**Task instructions**
Would you copy the records exactly, leaving the pictures out?

[Natural language region descriptions]

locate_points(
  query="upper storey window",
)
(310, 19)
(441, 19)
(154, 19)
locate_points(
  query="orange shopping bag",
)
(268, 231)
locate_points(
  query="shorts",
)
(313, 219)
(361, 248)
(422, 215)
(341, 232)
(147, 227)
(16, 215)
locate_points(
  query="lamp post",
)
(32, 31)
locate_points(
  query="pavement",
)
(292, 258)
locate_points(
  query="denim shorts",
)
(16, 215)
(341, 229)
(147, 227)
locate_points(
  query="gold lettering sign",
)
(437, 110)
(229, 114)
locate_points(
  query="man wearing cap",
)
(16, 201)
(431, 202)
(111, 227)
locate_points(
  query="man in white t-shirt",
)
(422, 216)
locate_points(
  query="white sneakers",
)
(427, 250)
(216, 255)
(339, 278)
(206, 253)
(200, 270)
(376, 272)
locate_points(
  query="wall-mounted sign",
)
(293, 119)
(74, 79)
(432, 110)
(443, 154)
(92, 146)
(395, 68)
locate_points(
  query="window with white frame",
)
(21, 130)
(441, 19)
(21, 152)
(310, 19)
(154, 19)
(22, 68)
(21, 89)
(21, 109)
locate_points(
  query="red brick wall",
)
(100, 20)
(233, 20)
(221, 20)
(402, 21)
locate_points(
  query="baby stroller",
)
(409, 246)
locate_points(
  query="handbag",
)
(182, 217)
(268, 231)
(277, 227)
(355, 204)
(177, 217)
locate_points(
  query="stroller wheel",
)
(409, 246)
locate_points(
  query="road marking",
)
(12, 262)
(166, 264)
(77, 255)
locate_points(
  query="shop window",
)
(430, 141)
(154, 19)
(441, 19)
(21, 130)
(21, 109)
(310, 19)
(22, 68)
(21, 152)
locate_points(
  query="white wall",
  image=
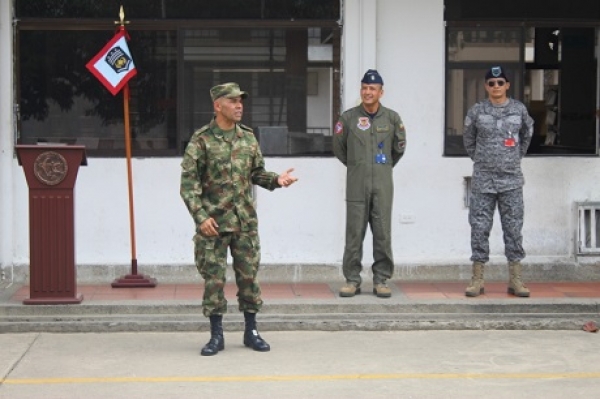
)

**Response box**
locate_points(
  query="upper storey window",
)
(310, 19)
(441, 19)
(154, 19)
locate_points(
  query="orange shopping bag",
)
(268, 231)
locate_points(
  query="shorts",
)
(313, 219)
(361, 248)
(422, 215)
(341, 232)
(147, 227)
(16, 215)
locate_points(
  query="lamp post",
)
(32, 31)
locate_points(
  query="pavement",
)
(292, 258)
locate_points(
  query="denim shorts",
)
(16, 215)
(341, 229)
(147, 227)
locate_points(
  query="gold lettering sign",
)
(437, 110)
(229, 114)
locate_points(
  query="man wearing cap",
)
(16, 201)
(431, 202)
(111, 227)
locate_points(
  query="man in white t-shirt",
)
(422, 216)
locate_points(
  query="white sneakers",
)
(427, 250)
(216, 255)
(339, 278)
(206, 253)
(200, 270)
(376, 272)
locate_points(
  query="wall-mounted sign",
)
(293, 119)
(74, 79)
(432, 110)
(443, 154)
(92, 146)
(395, 68)
locate_points(
  query="window with white frame",
)
(21, 130)
(441, 19)
(21, 152)
(310, 19)
(154, 19)
(22, 68)
(21, 89)
(21, 109)
locate_points(
  query="red brick wall",
)
(100, 20)
(233, 20)
(221, 20)
(402, 21)
locate_points(
  query="baby stroller",
)
(409, 246)
locate_points(
  query="handbag",
)
(182, 217)
(268, 231)
(277, 227)
(355, 204)
(177, 217)
locate_points(
  query="stroller wheel",
)
(409, 246)
locate_points(
  query="road marking",
)
(12, 262)
(166, 264)
(77, 255)
locate_points(
  query="shop window",
)
(430, 141)
(154, 19)
(441, 19)
(21, 130)
(21, 109)
(310, 19)
(22, 68)
(21, 152)
locate_points(
  query="white wall",
  image=
)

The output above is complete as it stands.